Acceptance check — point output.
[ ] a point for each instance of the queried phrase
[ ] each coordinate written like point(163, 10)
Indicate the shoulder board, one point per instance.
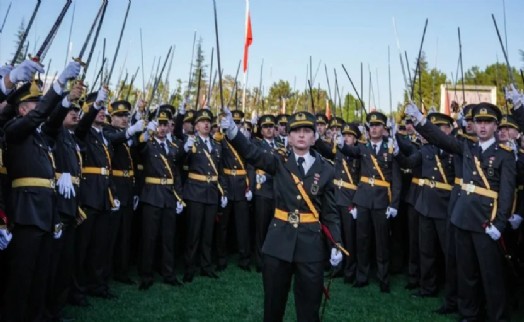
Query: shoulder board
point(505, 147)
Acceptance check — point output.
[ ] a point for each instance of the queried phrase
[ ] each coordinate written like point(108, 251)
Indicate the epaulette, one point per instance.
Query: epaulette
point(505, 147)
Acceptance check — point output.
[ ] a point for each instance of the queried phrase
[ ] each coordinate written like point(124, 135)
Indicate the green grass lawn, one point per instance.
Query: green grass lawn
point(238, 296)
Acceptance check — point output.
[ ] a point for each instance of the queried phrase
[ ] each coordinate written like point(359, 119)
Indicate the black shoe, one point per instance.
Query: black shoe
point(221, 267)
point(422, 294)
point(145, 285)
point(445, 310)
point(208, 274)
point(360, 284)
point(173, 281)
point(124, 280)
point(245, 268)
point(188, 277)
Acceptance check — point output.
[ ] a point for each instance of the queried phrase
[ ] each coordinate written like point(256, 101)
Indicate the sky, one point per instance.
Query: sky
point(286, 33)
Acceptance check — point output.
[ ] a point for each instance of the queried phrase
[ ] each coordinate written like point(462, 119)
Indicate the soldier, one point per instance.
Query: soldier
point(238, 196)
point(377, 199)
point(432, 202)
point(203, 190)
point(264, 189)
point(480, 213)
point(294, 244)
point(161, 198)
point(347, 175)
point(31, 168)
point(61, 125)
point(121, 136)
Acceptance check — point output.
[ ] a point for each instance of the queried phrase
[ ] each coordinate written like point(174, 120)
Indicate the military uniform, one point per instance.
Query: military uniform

-------

Prompt:
Count, in the records above, the lines that include "Indicate", and give the number with nothing added.

Answer box:
7